Set exercise.
Copy out the data below with "Follow these rules" substituted for every "Keep to these rules", leaving all else unchanged.

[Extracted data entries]
..........

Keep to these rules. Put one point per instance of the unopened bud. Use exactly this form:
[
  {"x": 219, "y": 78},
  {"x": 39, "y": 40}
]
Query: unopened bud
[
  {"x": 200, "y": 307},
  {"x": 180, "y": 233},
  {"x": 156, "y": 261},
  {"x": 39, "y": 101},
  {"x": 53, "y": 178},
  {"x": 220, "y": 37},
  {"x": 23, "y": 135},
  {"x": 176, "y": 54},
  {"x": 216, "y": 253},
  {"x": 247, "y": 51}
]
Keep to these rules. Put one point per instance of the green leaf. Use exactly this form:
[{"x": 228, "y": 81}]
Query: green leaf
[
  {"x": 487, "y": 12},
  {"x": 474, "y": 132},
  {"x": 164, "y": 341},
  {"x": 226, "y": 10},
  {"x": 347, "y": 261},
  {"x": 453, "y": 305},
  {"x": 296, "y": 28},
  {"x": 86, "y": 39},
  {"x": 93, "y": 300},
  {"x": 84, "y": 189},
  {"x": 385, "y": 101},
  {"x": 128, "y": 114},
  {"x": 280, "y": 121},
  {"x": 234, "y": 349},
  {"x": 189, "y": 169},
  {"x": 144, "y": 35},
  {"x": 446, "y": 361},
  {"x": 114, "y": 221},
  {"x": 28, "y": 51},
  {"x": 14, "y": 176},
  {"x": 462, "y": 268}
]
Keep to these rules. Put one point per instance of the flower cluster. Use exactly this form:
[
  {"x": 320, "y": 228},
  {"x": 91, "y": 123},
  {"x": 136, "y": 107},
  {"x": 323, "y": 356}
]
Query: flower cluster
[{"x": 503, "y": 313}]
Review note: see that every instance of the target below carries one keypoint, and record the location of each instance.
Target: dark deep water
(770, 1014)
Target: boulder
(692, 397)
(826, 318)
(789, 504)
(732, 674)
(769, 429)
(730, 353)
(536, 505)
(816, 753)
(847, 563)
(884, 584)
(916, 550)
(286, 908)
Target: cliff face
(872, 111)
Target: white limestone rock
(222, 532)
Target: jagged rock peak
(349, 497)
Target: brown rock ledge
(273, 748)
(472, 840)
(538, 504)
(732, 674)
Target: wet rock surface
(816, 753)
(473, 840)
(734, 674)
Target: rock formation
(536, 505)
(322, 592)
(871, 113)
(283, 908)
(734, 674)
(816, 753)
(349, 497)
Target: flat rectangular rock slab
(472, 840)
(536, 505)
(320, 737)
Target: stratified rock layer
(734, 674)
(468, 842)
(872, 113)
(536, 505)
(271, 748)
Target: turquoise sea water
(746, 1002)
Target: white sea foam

..........

The result.
Follow these rules. Put one point per instance of the unopened bud. Use exactly this form:
[
  {"x": 219, "y": 78},
  {"x": 39, "y": 40}
]
Query: unopened bud
[
  {"x": 200, "y": 307},
  {"x": 180, "y": 233},
  {"x": 156, "y": 261},
  {"x": 39, "y": 101},
  {"x": 53, "y": 178},
  {"x": 220, "y": 37},
  {"x": 23, "y": 135},
  {"x": 176, "y": 54},
  {"x": 216, "y": 253},
  {"x": 247, "y": 51}
]
Follow these rules. Put one point per instance of the green leaf. Use exactly this form:
[{"x": 228, "y": 81}]
Query: green leaf
[
  {"x": 487, "y": 12},
  {"x": 474, "y": 132},
  {"x": 164, "y": 341},
  {"x": 226, "y": 10},
  {"x": 347, "y": 261},
  {"x": 453, "y": 305},
  {"x": 296, "y": 28},
  {"x": 86, "y": 39},
  {"x": 93, "y": 300},
  {"x": 84, "y": 189},
  {"x": 385, "y": 101},
  {"x": 128, "y": 114},
  {"x": 280, "y": 121},
  {"x": 234, "y": 349},
  {"x": 189, "y": 169},
  {"x": 144, "y": 35},
  {"x": 446, "y": 361},
  {"x": 114, "y": 221},
  {"x": 28, "y": 51},
  {"x": 14, "y": 176},
  {"x": 462, "y": 268}
]
Follow these rules. Put one point per instance of the flower cluster. Use exactly this form:
[
  {"x": 320, "y": 228},
  {"x": 91, "y": 123},
  {"x": 136, "y": 107},
  {"x": 323, "y": 356}
]
Query: flower cluster
[{"x": 503, "y": 313}]
Review note: see that every instance of the target below carries one keypoint, and record the location of each instance.
Target: dark deep water
(770, 1014)
Target: boulder
(692, 397)
(826, 318)
(789, 504)
(732, 674)
(769, 429)
(730, 353)
(536, 505)
(816, 753)
(847, 563)
(884, 584)
(916, 550)
(286, 908)
Target: cliff face
(872, 111)
Target: white limestone rock
(222, 532)
Target: jagged rock peak
(349, 497)
Target: brown rock ledge
(273, 748)
(472, 840)
(538, 504)
(732, 674)
Target: wet rock surface
(816, 753)
(473, 840)
(734, 674)
Target: rock formation
(536, 505)
(322, 592)
(871, 113)
(283, 908)
(734, 674)
(816, 753)
(349, 497)
Target: flat rectangular rock slab
(472, 840)
(536, 505)
(320, 737)
Target: stratified rock layer
(734, 674)
(468, 842)
(872, 113)
(536, 505)
(271, 748)
Target: turquoise sea water
(746, 1002)
Target: white sea foam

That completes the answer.